Sistem nilai masyarakat
dalam budaya tertentu mempengaruhi cara berpikir anggota-anggotanya. Spranger
mengemukakan kategori nilai yang terkenal antara lain: nilai ilmiah, nilai
religius, nilai ekonomis, nilai estetis, nilai politis dan nilai sosial.
4.
Nilai
sejarah
Lewat sejarah yang mereka
ketahui, anggota masyarakat saling bertukar pesan dalam komunikasi lintas
budaya.
5.
Komponen
Mitologi.
Mitologi suatu kelompok budaya
memberikan pada kelompok pemahaman hubungan-hubungan, yakni, hubungan orang
dengan orang, orang dengan kelompok luar, dan orang dengan kekuatan alami.
6.
Komponen
otoritas status.
Setiap budaya mempunyai
caranya sendiri dalam mendiskusikan otoritas status. Bersamaan dengan otoritas
status ada permainan peran yang ditentukan secara normatif.
2.6 Kompetensi Komunikasi Lintas Budaya
Kompetensi
diterjemahkan sebagai kecakapan atau kemampuan. Berbagai literatur menempatkan
kompetensi komunikasi antarbudaya hampir sama dengan kompetensi komunikasi
secara umum. Orang yang kompeten dalam berkomunikasi artinya ia dapat
berkomunikasi dengan efektif, yakni pesan dimaknai sama oleh pengirim dan
penerima pesan. Jadi, kompetensi komunikasi lintasbudaya melihat keberhasilan
dan kelayakan komunikasi dan interaksi antara orang-orang dari budaya yang
berbeda yang mengidentifikasikan lingkungan simbolik dan fisik tertentu
(Mulyana, 2005).

[Tugas Wajib]
(1) Ringkaslah kutipan tentang komponen budaya dan kompetensi komunikasi lintas budaya dalam dua kalimat.
(2) Teruskan teks tentang komponen budaya dan kompetensi komunikasi lintas budaya mulai setelah kalimat terakhir yang tercantum.
Materi di bawah ini tidak perlu digunakan.

[Cuplikan Kumpulan Data]

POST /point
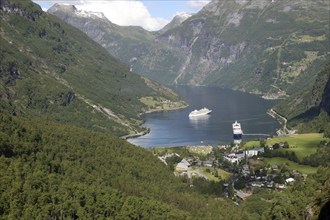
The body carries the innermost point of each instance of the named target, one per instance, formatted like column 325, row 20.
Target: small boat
column 200, row 112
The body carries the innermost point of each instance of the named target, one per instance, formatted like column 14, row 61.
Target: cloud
column 197, row 4
column 124, row 13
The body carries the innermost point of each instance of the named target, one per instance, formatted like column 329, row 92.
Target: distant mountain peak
column 176, row 21
column 182, row 16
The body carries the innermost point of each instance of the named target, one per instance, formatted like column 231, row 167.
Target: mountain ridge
column 264, row 47
column 53, row 70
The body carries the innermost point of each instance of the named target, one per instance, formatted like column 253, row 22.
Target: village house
column 254, row 152
column 182, row 166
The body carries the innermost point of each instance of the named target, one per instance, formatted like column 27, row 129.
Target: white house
column 289, row 180
column 254, row 152
column 182, row 166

[Jawaban Latihan]
(1) Kutipan ini menguraikan komponen budaya: sistem nilai memengaruhi cara berpikir anggota budaya, sejarah menjadi bahan bertukar pesan, mitologi memberi pemahaman tentang hubungan-hubungan, dan setiap budaya punya cara sendiri membahas otoritas status yang disertai permainan peran normatif. Kompetensi komunikasi lintas budaya dianggap hampir sama dengan kompetensi komunikasi umum, yaitu kemampuan berkomunikasi secara efektif sehingga pesan dimaknai sama oleh pengirim dan penerima, dan kompetensi ini melihat keberhasilan serta kelayakan interaksi antara orang-orang dari budaya yang berbeda.

(2)
Para
ilmuwan komunikasi antarbudaya mengidentifikasi empat komponen dasar dari
kompetensi komunikasi antarbudaya, yaitu: motivasi, pengetahuan, sikap dan
perilaku (Wiseman, 2002 dalam Martin dan Nakayama, 2007). Setiap ilmuwan
menjabarkan ke empat komponen tersebut ke penjelasan yang lebih mendetil.
Hofstede (2001) menyatakan, untuk dapat mahir berkomunikasi antarbudaya
harus melalui tahapan awareness, knowledge dan skills.
Martin
dan Nakayama (2007) menjabarkan kompetensi komunikasi antarbudaya menjadi 2
komponen, yaitu komponen individual dan komponen kontekstual.
Komponen
individual terdiri dari:
- Motivasi, yaitu keinginan untuk berkomitmen dalam hubungan, keinginan untuk belajar tentang diri pribadi dan orang lain dan berusaha untuk fleksibel. Motivasi adalah dimensi terpenting dalam komponen individual.
- Pengetahuan dan pengetahuan tentang diri sendiri, yaitu mengenal kelebihan dan kekurangan diri sebagai komunikator.
- Pengetahuan bahasa, yaitu pengetahuan tentang bahasa ibu, bahasa asing dan tahu kesulitan-kesulitannya.
- Sikap, termasuk toleran terhadap makna ambigu, empati dan tidak berprasangka buruk.
- Perilaku dan ketrampilan.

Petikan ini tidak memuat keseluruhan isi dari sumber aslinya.